• [Records supplied]
____________________
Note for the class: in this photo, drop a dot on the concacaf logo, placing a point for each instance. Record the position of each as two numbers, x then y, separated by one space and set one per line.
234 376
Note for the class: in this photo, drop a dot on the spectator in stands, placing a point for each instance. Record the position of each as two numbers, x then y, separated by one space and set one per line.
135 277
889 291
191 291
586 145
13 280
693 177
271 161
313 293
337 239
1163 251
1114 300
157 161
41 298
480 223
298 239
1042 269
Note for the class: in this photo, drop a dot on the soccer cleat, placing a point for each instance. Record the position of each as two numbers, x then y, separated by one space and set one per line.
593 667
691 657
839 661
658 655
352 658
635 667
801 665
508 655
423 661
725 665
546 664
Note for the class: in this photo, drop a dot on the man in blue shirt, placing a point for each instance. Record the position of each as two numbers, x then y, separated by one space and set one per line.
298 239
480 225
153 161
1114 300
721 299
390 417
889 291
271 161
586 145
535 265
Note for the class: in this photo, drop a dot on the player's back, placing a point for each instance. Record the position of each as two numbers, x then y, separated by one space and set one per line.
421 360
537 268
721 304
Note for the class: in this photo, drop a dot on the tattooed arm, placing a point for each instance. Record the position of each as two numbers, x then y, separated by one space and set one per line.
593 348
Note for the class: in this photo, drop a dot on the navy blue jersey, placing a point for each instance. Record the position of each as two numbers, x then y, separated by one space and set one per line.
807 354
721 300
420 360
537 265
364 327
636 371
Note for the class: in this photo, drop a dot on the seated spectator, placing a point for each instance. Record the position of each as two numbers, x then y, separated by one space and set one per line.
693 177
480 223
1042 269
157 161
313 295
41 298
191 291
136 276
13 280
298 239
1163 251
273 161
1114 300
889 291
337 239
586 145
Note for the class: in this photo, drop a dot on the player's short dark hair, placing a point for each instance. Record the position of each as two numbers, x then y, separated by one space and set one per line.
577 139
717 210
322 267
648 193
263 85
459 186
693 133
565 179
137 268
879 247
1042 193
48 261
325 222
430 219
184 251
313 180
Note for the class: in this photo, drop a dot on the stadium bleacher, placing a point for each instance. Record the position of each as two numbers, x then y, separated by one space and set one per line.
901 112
____________________
• [Your objective]
Present every line of the material above as a numbered list, leaving out any blank lines.

• [Worked answer]
1. Note for the class: in this photo, drop a dot on the concacaf logo, placing a point for each instance. Record the position of each as two numbers, x then y, separated by one space and set one per line.
2. 234 376
3. Note for the class: in this photo, drop a dot on the spectator in stands, placing a point for each instance. Record the position of each as two numbers, x then y, separated by one space and set one per line.
4. 135 277
5. 889 291
6. 191 291
7. 586 145
8. 13 280
9. 693 177
10. 271 161
11. 313 293
12. 337 239
13. 1163 251
14. 1114 300
15. 157 161
16. 41 298
17. 480 223
18. 298 239
19. 1042 269
20. Note for the class: in this photo, drop a dot on the soccer cleat, placing a point for each instance. Record the position of each as two numbers, x then y, separated by one space and set one per line.
21. 593 667
22. 691 657
23. 839 661
24. 658 655
25. 352 658
26. 635 667
27. 801 665
28. 508 655
29. 423 661
30. 725 665
31. 546 664
32. Note for the class: in this photo, drop a dot on the man in blue shirt, placing a point for each instance. Record the position of each as two numbers, x then y, separated by one space and set one per line.
33. 298 239
34. 480 225
35. 153 161
36. 1114 300
37. 721 299
38. 390 417
39. 889 291
40. 271 161
41. 586 145
42. 535 265
43. Note for the class: in this photo, drop a dot on the player's back, placing a point for each instance. Record the position of each as two numbers, x then y, separated by one space and set one per line.
44. 421 360
45. 537 268
46. 721 304
47. Note for the class: in this photo, drop a dot on the tattooed arm, placing a point for each instance. Record the position of each as two numbers, x then y, separated by one space and set one per line.
48. 593 348
49. Note for the class: in this photo, drop a dot on the navy blue jersey, placing a point for each instance. Record the position of each as two numbers, x then y, separated by one space and set one per line.
50. 807 354
51. 721 300
52. 420 360
53. 537 265
54. 364 327
55. 636 371
56. Note for the class: in this photo, drop a dot on the seated spectator, placing a point for each instance. Record the position of each as two numbers, x then y, separated by one space and set one per line.
57. 693 177
58. 480 223
59. 1042 269
60. 157 161
61. 313 295
62. 41 298
63. 191 291
64. 136 276
65. 13 280
66. 298 239
67. 1163 251
68. 273 161
69. 1114 300
70. 889 291
71. 337 239
72. 586 145
73. Note for the class: in this photo, drop a dot on the player's short dark hair, placing a point for each instance. Record the position of each as two numbers, x then y, separated by one space and set one per line.
74. 577 139
75. 717 210
76. 322 267
77. 648 193
78. 263 85
79. 459 186
80. 693 133
81. 565 179
82. 137 268
83. 879 247
84. 1042 193
85. 48 261
86. 325 222
87. 430 219
88. 184 251
89. 313 180
90. Note for the class: in this photo, drop a dot on the stadium bleacher, placing a point for each instance. Record the position of each as two numbers, x then y, separated by one space and set one per line.
91. 901 112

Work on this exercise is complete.